-- What you will do --
A) In the market note on the Biden tax plan, at what level did the Dow Jones finish the day?
B) Continue the market note on the Biden tax plan, starting after its final sentence.

Biden tax plan weighs on stocks, Bitcoin tumbles

Morning Note

European equity indices opened a tad lower on Friday morning after stocks fell on Wall Street on reports Joe Biden is planning to slap much higher capital gains taxes on the wealthy. This was always part of the equation when we looked at the implications of a Biden presidency, but markets have been pepped up on a mix of fiscal stimulus, the Fed’s extraordinarily accommodative stance, a strong cyclical impulse from the vaccine-led reopening and a bounce back in earnings. The major averages fell in lockstep, dropping by almost 1% , though the Russell 2000 ended the session flat as the selling was led chiefly by the longer-term growth names like Tesla and Amazon. The Dow Jones finished the day at 33,815, a decline of more than 300 pts. The S&P 500 closed down 0.92% at 4,134 and the Nasdaq Composite notched a similar decline to finish at 13,818. The FTSE 100 opened lower and is heading for a decline of more than 1% for the week. As of send time the CAC 40 had inched into the green. I would not describe risk as being offered as such; it’s been a pretty choppy week and I would be equally unsurprised if stocks turned around this afternoon and ended the week higher as I would if Wall Street led a sharp decline into the weekend.

The Biden administration is looking to raise the top marginal income tax rate to 39.6% from 37%, whilst also doubling capital gains tax to 39.6% for people earning more than $1 million. Tax the rich, hand it out to the poor. Sounds like furlough, but on a permanent basis. The big problem (one of many) in all this is the Senate – it would require support of all the Democrats in the upper chamber and this is far from assured. Stocks would probably be a lot lower if investors were really worried, and I think markets can overcome this move, even if it manages to pass through the Senate, which I don’t think it will. Nevertheless, coming off record highs and a good run up through the start of the year, the macro picture not really changing, rising Covid cases globally, strong earnings and other supportive factors largely priced in and the extent to which investors are ‘all in’ equities, we could be set for a downwards move in equities over the coming weeks. Beware seasonal factors (I dare not say ‘sell in May’…)

The economic picture continues to improve in the US. Initial claims for unemployment insurance fell to 547,000 last week, down from 576,000 the prior week and below the roughly 600,000 estimated. The number of continuing claims also fell.

-- Raw data --
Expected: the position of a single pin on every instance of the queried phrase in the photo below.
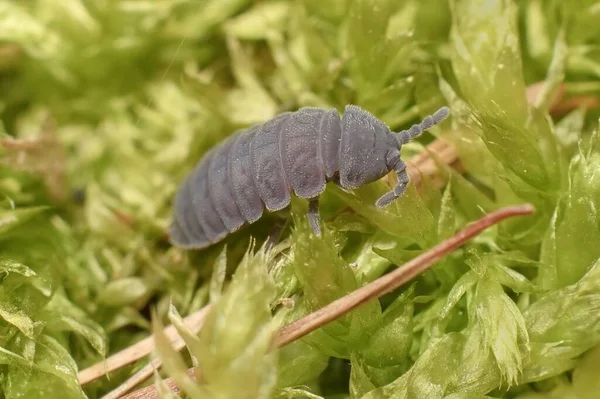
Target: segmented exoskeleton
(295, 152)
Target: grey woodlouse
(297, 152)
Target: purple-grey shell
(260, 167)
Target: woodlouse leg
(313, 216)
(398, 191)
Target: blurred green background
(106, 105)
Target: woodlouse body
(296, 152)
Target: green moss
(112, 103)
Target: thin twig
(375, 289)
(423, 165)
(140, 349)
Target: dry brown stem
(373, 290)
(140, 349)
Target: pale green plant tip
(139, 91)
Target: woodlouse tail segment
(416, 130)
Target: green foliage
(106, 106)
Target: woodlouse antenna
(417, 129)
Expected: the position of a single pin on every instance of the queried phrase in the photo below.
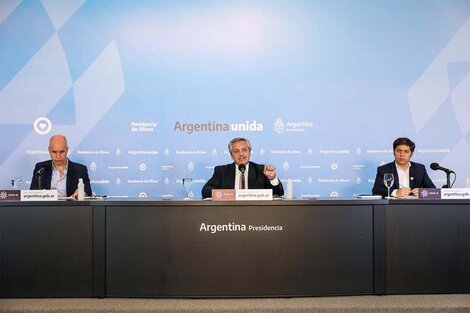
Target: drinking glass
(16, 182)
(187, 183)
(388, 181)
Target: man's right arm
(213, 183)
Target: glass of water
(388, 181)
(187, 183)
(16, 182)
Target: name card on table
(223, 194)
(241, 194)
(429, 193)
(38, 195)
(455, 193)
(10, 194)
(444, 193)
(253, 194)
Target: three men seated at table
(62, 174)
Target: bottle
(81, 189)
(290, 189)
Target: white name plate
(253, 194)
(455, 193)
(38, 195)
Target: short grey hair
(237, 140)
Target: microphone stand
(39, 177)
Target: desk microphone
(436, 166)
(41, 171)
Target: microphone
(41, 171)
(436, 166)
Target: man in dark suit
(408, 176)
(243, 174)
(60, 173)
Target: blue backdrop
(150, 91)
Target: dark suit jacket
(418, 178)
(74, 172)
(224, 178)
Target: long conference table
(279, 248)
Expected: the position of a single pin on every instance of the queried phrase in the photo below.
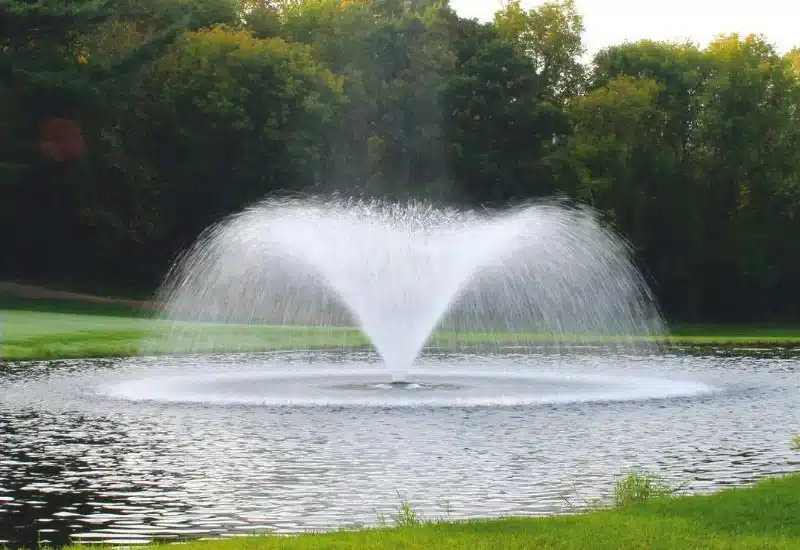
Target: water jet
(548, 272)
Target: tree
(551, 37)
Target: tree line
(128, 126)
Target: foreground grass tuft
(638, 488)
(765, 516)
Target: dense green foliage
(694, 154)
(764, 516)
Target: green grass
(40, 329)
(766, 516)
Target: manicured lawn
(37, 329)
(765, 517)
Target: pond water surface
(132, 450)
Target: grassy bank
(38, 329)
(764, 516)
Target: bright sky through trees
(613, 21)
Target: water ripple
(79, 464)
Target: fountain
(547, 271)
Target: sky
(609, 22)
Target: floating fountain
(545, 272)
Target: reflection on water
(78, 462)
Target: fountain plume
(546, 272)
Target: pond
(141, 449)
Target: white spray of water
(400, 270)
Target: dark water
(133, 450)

* * *

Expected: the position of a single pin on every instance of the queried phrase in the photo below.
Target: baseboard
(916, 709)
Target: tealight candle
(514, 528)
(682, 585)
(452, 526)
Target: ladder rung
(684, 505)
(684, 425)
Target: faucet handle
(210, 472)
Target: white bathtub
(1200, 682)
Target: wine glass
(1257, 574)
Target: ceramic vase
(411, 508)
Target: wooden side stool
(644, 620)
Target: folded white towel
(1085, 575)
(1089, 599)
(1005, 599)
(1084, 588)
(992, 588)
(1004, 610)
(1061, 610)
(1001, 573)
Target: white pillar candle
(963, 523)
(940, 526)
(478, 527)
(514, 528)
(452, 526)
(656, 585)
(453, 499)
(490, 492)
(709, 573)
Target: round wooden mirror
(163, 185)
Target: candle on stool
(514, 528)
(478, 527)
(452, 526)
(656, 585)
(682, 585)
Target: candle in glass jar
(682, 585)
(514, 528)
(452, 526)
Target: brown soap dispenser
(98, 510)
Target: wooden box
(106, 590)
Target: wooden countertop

-- Answers to this exercise --
A) 33,815

B)
Likewise, UK retail sales numbers were very positive in March as consumers opened their wallets ahead of the reopening of non-essential shops. Sales rose by 5.4% from February, well ahead of the 1.5% expected. Clothes, gardening goodies and specialist food items from bakers and butchers were in vogue.

Even Europe is showing immense resilience in the face of lockdowns – France’s Services PMI came in at 50.4 against 46.7 forecast, whilst the manufacturing survey surged to 59.12. The composite PMI rose to 51.7 from 50 previously, with the outperformance in services meaning it easily beat the 49.4 expected. Germany’s composite PMI came in at 56, still in expansion territory, but short of the 57 expected and down from the 57.3 in March.

The dollar is offered in early trade, with EURUSD jumping to 1.2050, Yesterday’s ECB presser high of 1.2070 is the main target for bulls. GBPUSD also tried to sustain a rally to 1.39 but hit resistance at 1.3890 and reversed a touch.

The euro remains steady following yesterday’s ECB meeting, which left markets on an even keel as the central bank managed to maintain its dovish stance and fend off chatter about wrapping up its emergency bond buying programme. Christine Lagarde played down any taper talk, saying this was ‘premature’ and that the recovery still has a long way to go. The yield on 10-year German bunds moved lower.

Bitcoin prices have tumbled. Spot trades under $48k this morning, meaning it’s down 25% from last week’s all-time high. The low tested several times in Feb at $44k is the big support. Basically, it seems to have been bid up on a lot of speculation (even more than usual) ahead of the Coinbase IPO and all this froth has evaporated like a lot of hot air. There has also been a cluster of regulatory reports and rumours that point to a clampdown and tighter regulation. JPMorgan analysts led by the closely-followed Nikalous Panigirtzoglou say the rollover in prices has been led by a steep liquidation in speculative futures positions. “Momentum signals will naturally decay from here for several months, given their still elevated level,” he says.

Shares in Coinbase are in for a hit should cryptos go further south. Also, Cathie Wood’s ARK Innovation ETF is still loading up on COIN – watch this one ,too. The Coinbase listing – the ultimate poacher-turned-gamekeeper moment – might have been the high watermark for Bitcoin.

I refer to two points we highlighted when Coinbase registered to go public:

1. Earnings are inextricably tied to crypto prices. This may be obvious, but it is interesting to see in black and white. “Our total revenue is substantially dependent on the prices of crypto assets and volume of transactions conducted on our platform. If such price or volume declines, our business, operating results, and financial condition would be adversely affected.”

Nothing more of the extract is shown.